On se tromperait si l’on croyait, ainsi qu’on y est naturellement porté, que le fait d’avoir conçu le plan à poursuivre et fixé le but à atteindre rende la hardiesse plus facile et, par conséquent, moins méritoire dans l’exécution. C’est précisément le contraire qui a lieu.

Alors que l’on voit clairement les choses, les difficultés qu’elles comportent et les dangers qui s’y rattachent, il faut nécessairement se laisser guider par l’esprit et par le raisonnement. Or, dès que les facultés de l’intelligence doivent ainsi prendre la direction, les facultés de l’instinct perdent aussitôt une grande partie de leur puissance. C’est là ce qui fait que plus l’échelle hiérarchique s’élève, et plus la hardiesse devient rare. C’est qu’en effet, la pénétration de l’esprit et les lumières de l’entendement restant stationnaires tandis que le grade augmente, les chefs de rang supérieur, dans les étapes successives de leur carrière ascendante, ne peuvent supporter le poids des grandeurs, des situations et des considérations extérieures avec lesquelles ils sont aux prises, que précisément dans la mesure de ce qu’ils possèdent et ont toujours possédé de facultés intellectuelles natives. C’est là l’origine de ce proverbe français tant de fois confirmé par l’expérience :

Tel brille au second rang, qui s’éclipse au premier.

Presque tous les généraux dont l’histoire révèle la médiocrité et l’indécision dans le commandement en chef, s’étaient montrés hardis et pleins de résolution dans les grades inférieurs.

━━━

Défi: Pour chaque affirmation, indiquez par oui ou non si l'extrait sur la hardiesse la confirme, en citant textuellement les mots qui tranchent : (a) avoir conçu le plan rend la hardiesse plus facile dans l'exécution ; (b) plus on monte dans la hiérarchie, plus la hardiesse se fait rare ; (c) les généraux médiocres dans le commandement en chef s'étaient déjà montrés indécis dans les grades inférieurs. Les lignes n'interviennent en rien ici.

Matériel présenté:

━━━

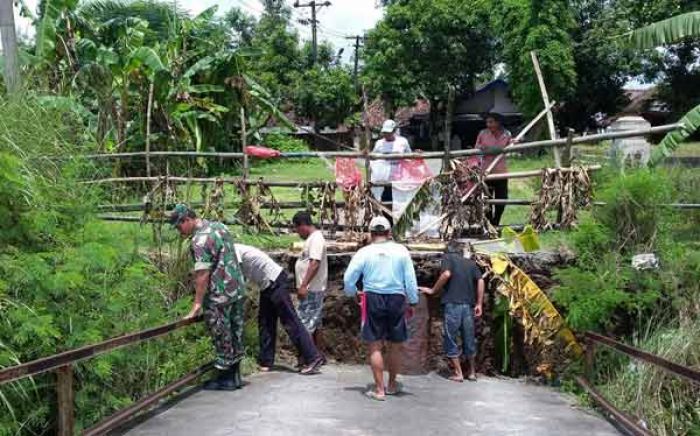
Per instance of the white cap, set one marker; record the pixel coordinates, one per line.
(389, 126)
(379, 224)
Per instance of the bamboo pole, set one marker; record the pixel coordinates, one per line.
(448, 127)
(545, 99)
(585, 139)
(148, 129)
(246, 162)
(368, 135)
(273, 184)
(488, 170)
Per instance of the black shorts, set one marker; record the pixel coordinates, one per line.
(385, 318)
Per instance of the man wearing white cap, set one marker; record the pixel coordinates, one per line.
(389, 288)
(386, 171)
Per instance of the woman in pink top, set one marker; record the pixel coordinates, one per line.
(492, 139)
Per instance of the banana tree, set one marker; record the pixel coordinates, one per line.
(670, 31)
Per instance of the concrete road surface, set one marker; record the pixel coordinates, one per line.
(332, 403)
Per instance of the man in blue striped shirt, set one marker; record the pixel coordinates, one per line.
(389, 288)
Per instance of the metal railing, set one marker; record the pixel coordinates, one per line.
(629, 423)
(62, 365)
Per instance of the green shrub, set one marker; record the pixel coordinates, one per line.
(602, 291)
(633, 212)
(68, 280)
(666, 403)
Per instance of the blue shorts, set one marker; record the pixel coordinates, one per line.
(385, 318)
(459, 320)
(310, 311)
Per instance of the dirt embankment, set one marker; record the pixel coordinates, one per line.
(341, 322)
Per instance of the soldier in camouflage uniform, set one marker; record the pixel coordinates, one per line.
(219, 291)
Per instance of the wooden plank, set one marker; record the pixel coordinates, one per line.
(65, 400)
(124, 415)
(628, 422)
(56, 361)
(689, 374)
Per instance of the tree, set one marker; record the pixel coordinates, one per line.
(602, 68)
(670, 23)
(682, 28)
(422, 47)
(325, 95)
(277, 60)
(544, 26)
(242, 24)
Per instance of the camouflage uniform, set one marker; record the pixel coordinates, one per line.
(213, 250)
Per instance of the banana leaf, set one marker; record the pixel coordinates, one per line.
(690, 122)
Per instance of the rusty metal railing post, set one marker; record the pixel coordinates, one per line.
(589, 360)
(64, 391)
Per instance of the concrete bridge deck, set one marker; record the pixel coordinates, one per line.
(332, 403)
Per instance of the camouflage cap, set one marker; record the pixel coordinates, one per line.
(179, 213)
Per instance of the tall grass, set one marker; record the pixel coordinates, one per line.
(67, 279)
(668, 405)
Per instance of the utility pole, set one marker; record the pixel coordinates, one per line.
(314, 22)
(357, 39)
(9, 45)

━━━

Le résultat:
(a) Non : « C’est précisément le contraire qui a lieu. »
(b) Oui : « plus l’échelle hiérarchique s’élève, et plus la hardiesse devient rare »
(c) Non : « s’étaient montrés hardis et pleins de résolution dans les grades inférieurs »